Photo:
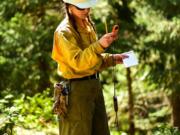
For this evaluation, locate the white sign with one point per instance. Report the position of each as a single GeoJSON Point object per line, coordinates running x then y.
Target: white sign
{"type": "Point", "coordinates": [131, 60]}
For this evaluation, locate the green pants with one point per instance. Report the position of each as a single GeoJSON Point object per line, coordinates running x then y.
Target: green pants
{"type": "Point", "coordinates": [86, 110]}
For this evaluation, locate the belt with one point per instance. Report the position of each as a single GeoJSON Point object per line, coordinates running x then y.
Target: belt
{"type": "Point", "coordinates": [94, 76]}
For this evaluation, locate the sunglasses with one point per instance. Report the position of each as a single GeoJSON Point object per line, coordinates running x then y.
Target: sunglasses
{"type": "Point", "coordinates": [81, 9]}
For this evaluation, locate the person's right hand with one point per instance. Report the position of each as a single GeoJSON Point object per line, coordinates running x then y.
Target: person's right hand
{"type": "Point", "coordinates": [107, 39]}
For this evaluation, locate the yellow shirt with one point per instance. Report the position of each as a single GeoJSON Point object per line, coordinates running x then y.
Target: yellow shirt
{"type": "Point", "coordinates": [78, 54]}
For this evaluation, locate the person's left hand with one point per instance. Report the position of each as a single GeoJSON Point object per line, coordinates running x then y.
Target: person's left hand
{"type": "Point", "coordinates": [118, 58]}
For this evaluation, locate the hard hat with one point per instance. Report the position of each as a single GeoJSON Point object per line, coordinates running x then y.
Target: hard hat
{"type": "Point", "coordinates": [81, 3]}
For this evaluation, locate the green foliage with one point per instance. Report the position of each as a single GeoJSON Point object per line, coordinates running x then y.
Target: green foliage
{"type": "Point", "coordinates": [26, 35]}
{"type": "Point", "coordinates": [27, 112]}
{"type": "Point", "coordinates": [165, 130]}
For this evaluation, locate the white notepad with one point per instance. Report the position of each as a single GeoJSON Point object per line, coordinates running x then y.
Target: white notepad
{"type": "Point", "coordinates": [131, 60]}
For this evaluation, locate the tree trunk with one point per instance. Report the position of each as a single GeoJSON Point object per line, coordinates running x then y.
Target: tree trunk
{"type": "Point", "coordinates": [175, 103]}
{"type": "Point", "coordinates": [131, 104]}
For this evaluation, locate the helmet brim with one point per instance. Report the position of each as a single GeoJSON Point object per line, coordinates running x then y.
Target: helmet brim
{"type": "Point", "coordinates": [88, 4]}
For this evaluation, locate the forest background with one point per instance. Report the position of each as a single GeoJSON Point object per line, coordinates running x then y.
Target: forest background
{"type": "Point", "coordinates": [148, 94]}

□ □ □ □ □

■ YOUR OBJECTIVE ■
Write out all of the items above again, replacing "hard hat" with "safety helmet" wherever it occurs and keeping everything else the same. Leave the pictures out.

■ COMPLETE ANSWER ■
Photo:
For this evaluation, locate the white sign with one point per instance. Report the position of each as a single GeoJSON Point object per line, coordinates running x then y.
Target: white sign
{"type": "Point", "coordinates": [131, 60]}
For this evaluation, locate the green pants with one point per instance. Report the position of each as a single GeoJSON Point object per line, coordinates running x then y.
Target: green pants
{"type": "Point", "coordinates": [86, 110]}
For this evaluation, locate the belt with one point per instance. Report the position of each as a single GeoJSON Point object per line, coordinates running x then y.
Target: belt
{"type": "Point", "coordinates": [94, 76]}
For this evaluation, locate the sunglasses with one point per instance. Report the position of each as a single GeoJSON Point object per line, coordinates running x then y.
Target: sunglasses
{"type": "Point", "coordinates": [81, 9]}
For this evaluation, locate the person's right hand with one point per instance. Report the position of each as a single GeoJSON Point object per line, coordinates running x then y.
Target: person's right hand
{"type": "Point", "coordinates": [107, 39]}
For this evaluation, locate the yellow shirt with one point per instance. Report the position of each as a single GeoJSON Point object per line, coordinates running x then y.
Target: yellow shirt
{"type": "Point", "coordinates": [78, 54]}
For this evaluation, locate the person's left hand with one point per instance. Report the position of each as a single GeoJSON Point object per line, coordinates running x then y.
Target: person's left hand
{"type": "Point", "coordinates": [118, 58]}
For this evaluation, locate the safety helmet with one point per instance. Report the position of each as a single GeoJSON Point object per line, coordinates running x then y.
Target: safety helmet
{"type": "Point", "coordinates": [81, 3]}
For this evaluation, locate the green foliage with one point per instance. Report the position of each as a single GeoJSON Point object per line, coordinates running x then y.
Target: green foliage
{"type": "Point", "coordinates": [26, 35]}
{"type": "Point", "coordinates": [27, 112]}
{"type": "Point", "coordinates": [165, 130]}
For this evaluation, locate the white notepad with one point per instance. Report the position of each as a single GeoJSON Point object per line, coordinates running x then y.
Target: white notepad
{"type": "Point", "coordinates": [131, 60]}
For this evaluation, locate the tree trunk with one point per instance. Report the position of each as a single GeoJSON Point object per line, coordinates running x then y.
Target: tree trunk
{"type": "Point", "coordinates": [175, 103]}
{"type": "Point", "coordinates": [131, 104]}
For this evaluation, locate the helmet brim with one point per instance. Report the position of each as a single GeoJSON Point object per line, coordinates running x then y.
Target: helmet brim
{"type": "Point", "coordinates": [88, 4]}
For this evaluation, locate the forest background with one point per instance. Report the position of each as a single GeoJSON Point object per line, coordinates running x then y.
Target: forest background
{"type": "Point", "coordinates": [148, 94]}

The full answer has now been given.